***** Extracted information

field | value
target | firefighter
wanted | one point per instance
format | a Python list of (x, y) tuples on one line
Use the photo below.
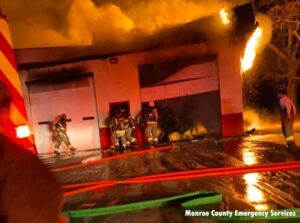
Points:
[(287, 112), (151, 121), (60, 129), (119, 130), (130, 131), (28, 191)]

**********

Reproduce these lines with "firefighter" switched to "rescue worker" and everything else left unchanged. Leave the pictures out.

* Task output
field | value
target | rescue worker
wanted | one point per instance
format | a Python list of (x, y) tuples on one line
Use the photo below.
Points:
[(287, 112), (151, 121), (60, 129), (119, 130), (130, 131), (28, 191)]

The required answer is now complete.